*Selected extract*.
+ + + +
Statalist


[Date Prev][Date Next][Thread Prev][Thread Next][Date Index][Thread Index]

RE: st: Principal Components Analysis with count data


From   Cameron McIntosh <cnm100@hotmail.com>
To   STATA LIST <statalist@hsphsun2.harvard.edu>
Subject   RE: st: Principal Components Analysis with count data
Date   Thu, 13 Aug 2009 15:25:49 -0400

Yes, the sales pitch was fairly nauseating, wasn't it? However, from what I gather, the tool being sold is scientifically and statistically sound. 
 
The reason I gave the reference is because the method described creates principal components from observed variables (with a wide variety of response types), and goes beyond that to do a speification search on possible pathways among the components. I thought those doing standard PCA might be interested in this innovation.
+ + + +
*Data listing*.
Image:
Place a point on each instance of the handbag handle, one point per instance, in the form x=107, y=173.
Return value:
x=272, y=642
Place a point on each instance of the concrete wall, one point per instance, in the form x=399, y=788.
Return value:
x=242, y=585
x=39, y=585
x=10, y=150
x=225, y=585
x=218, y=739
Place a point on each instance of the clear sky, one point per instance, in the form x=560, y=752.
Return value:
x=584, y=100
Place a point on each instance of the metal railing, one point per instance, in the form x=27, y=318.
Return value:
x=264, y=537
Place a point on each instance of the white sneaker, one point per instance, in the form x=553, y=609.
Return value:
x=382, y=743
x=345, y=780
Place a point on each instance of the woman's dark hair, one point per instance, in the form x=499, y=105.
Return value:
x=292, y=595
+ + + +
*Given instruction*. From the Statalist post on principal components analysis with count data, extract the passage starting at "The reason I" and ending at "in this innovation.".

*Exercise response*.
The reason I gave the reference is because the method described creates principal components from observed variables (with a wide variety of response types), and goes beyond that to do a speification search on possible pathways among the components. I thought those doing standard PCA might be interested in this innovation.